WHAT IS REQUIRED: Copy out the following account of Diana's fight for her son Jason word for word, in full, keeping every line as it appears.

EXTRACT:
+++++

“I worked for the Supreme Court for 26 years. My son is trapped in a system designed to break him.
I just want him to come home alive.”
— Diana, Jason’s Mom
Diana’s Story: Fighting to Bring Jason Home Alive
In 2004, Diana’s world shattered when her son was killed in a home invasion. That tragedy was only the beginning. Her eldest son, Jason, then just 16, was brutally beaten by a group of 30 youths. He survived, but the coma left him with permanent frontal lobe damage. Mentally, Jason never fully recovered.
Trying to find stability, Diana got him into programs and a facility—but violence followed him there, too. Developmentally challenged and isolated, Jason fell in with gangs. The Latin Kings and later the Nepas used him as a pawn; he was cut so badly once he needed over 50 stitches. Arrests piled up, and he became the fall guy in situations he could never fully understand. Today, Jason is serving 18-to-life, fighting for clemency.
Prison has been relentless. In Sing Sing, he clashed with the Bloods with no protection from the guards. In Sullivan, guards turned their heads while he was assaulted and sodomized. Additionally, guards let others rob him while he was in the hospital and later ignored injuries or ridiculed him ..injuries so severe that he now lives with a colostomy bag. Every move from one prison to the next, brought new dangers. Every ticket or fight was just Jason trying to survive in a system where the culture is brutal and divisions run deep.
Diana has continued to fight taking her story all the way to the legislature just to get her son the medical care he needs. Senator Salazar and her staff person, Mark Mishler have been helpful. Yet she fears her son will come home in a body bag if nothing changes.
“I worked for the Supreme Court for 26 years,” Diana says. “My son is trapped in a system designed to break him. I just want him to come home alive.”
After so much heartache, Diana continues to fight not just for the only son she has left, but for an end to prison violence everywhere.

+++++

DATA EXTRACTS:
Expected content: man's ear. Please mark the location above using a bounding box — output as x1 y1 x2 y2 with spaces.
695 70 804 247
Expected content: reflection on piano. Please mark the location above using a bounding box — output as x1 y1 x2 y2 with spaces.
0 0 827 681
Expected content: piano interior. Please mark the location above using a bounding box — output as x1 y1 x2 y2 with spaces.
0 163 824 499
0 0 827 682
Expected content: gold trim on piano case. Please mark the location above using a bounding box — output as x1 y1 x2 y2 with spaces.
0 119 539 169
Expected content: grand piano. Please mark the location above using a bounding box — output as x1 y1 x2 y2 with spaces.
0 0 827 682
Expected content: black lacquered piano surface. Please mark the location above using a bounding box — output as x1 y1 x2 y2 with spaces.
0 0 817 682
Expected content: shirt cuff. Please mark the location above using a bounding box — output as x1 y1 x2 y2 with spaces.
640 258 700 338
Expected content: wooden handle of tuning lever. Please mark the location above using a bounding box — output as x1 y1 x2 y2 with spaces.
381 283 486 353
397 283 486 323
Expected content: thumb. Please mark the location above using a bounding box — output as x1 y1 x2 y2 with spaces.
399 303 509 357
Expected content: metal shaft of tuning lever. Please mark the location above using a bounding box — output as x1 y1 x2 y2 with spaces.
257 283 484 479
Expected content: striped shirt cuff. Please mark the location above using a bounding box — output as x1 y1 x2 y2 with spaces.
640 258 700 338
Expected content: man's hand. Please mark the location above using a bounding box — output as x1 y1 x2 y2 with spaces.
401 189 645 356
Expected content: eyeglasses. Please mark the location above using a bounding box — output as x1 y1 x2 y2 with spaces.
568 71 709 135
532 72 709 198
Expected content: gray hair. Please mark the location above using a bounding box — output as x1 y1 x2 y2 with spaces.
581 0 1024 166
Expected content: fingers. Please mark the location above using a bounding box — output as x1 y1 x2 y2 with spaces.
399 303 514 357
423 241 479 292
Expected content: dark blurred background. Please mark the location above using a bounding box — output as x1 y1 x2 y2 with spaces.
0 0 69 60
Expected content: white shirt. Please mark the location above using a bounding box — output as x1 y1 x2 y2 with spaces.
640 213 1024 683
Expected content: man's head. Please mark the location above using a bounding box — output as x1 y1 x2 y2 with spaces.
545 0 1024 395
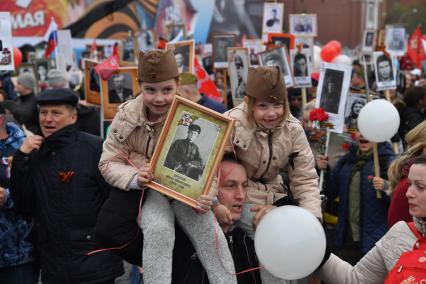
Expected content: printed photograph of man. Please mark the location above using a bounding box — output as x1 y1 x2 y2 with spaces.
293 53 308 77
320 69 345 114
164 124 204 181
108 73 133 104
376 54 394 82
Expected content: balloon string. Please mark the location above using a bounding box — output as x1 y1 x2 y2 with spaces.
213 208 263 276
86 153 145 256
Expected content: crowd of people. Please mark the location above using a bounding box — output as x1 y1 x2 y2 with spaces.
0 30 426 283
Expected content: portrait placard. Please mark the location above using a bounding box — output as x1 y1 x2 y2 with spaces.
136 30 156 52
315 63 352 133
228 47 250 106
289 14 318 37
290 48 312 88
243 39 265 66
213 34 236 69
386 26 407 56
101 67 139 120
362 30 376 53
148 96 234 207
35 59 50 82
166 40 195 73
259 46 293 88
268 33 294 51
83 59 101 106
365 0 379 30
373 51 396 91
262 3 284 34
345 93 368 133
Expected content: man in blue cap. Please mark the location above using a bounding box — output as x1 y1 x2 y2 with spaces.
11 89 123 283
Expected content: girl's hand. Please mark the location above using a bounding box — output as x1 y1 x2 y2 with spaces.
194 195 213 214
138 164 154 187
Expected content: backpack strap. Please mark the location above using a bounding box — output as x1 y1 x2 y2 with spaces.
407 222 423 239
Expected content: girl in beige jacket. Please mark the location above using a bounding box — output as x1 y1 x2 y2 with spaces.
99 50 237 284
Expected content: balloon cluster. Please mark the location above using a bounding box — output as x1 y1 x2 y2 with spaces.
313 40 352 72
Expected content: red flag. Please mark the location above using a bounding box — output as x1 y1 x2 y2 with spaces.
407 26 426 68
194 57 223 102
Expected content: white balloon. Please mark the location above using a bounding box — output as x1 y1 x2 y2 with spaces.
311 45 321 73
358 99 399 143
332 54 352 65
254 206 326 280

+++++

ANSWER FOR THIS EXERCISE:
“I worked for the Supreme Court for 26 years. My son is trapped in a system designed to break him.
I just want him to come home alive.”
— Diana, Jason’s Mom
Diana’s Story: Fighting to Bring Jason Home Alive
In 2004, Diana’s world shattered when her son was killed in a home invasion. That tragedy was only the beginning. Her eldest son, Jason, then just 16, was brutally beaten by a group of 30 youths. He survived, but the coma left him with permanent frontal lobe damage. Mentally, Jason never fully recovered.
Trying to find stability, Diana got him into programs and a facility—but violence followed him there, too. Developmentally challenged and isolated, Jason fell in with gangs. The Latin Kings and later the Nepas used him as a pawn; he was cut so badly once he needed over 50 stitches. Arrests piled up, and he became the fall guy in situations he could never fully understand. Today, Jason is serving 18-to-life, fighting for clemency.
Prison has been relentless. In Sing Sing, he clashed with the Bloods with no protection from the guards. In Sullivan, guards turned their heads while he was assaulted and sodomized. Additionally, guards let others rob him while he was in the hospital and later ignored injuries or ridiculed him ..injuries so severe that he now lives with a colostomy bag. Every move from one prison to the next, brought new dangers. Every ticket or fight was just Jason trying to survive in a system where the culture is brutal and divisions run deep.
Diana has continued to fight taking her story all the way to the legislature just to get her son the medical care he needs. Senator Salazar and her staff person, Mark Mishler have been helpful. Yet she fears her son will come home in a body bag if nothing changes.
“I worked for the Supreme Court for 26 years,” Diana says. “My son is trapped in a system designed to break him. I just want him to come home alive.”
After so much heartache, Diana continues to fight not just for the only son she has left, but for an end to prison violence everywhere.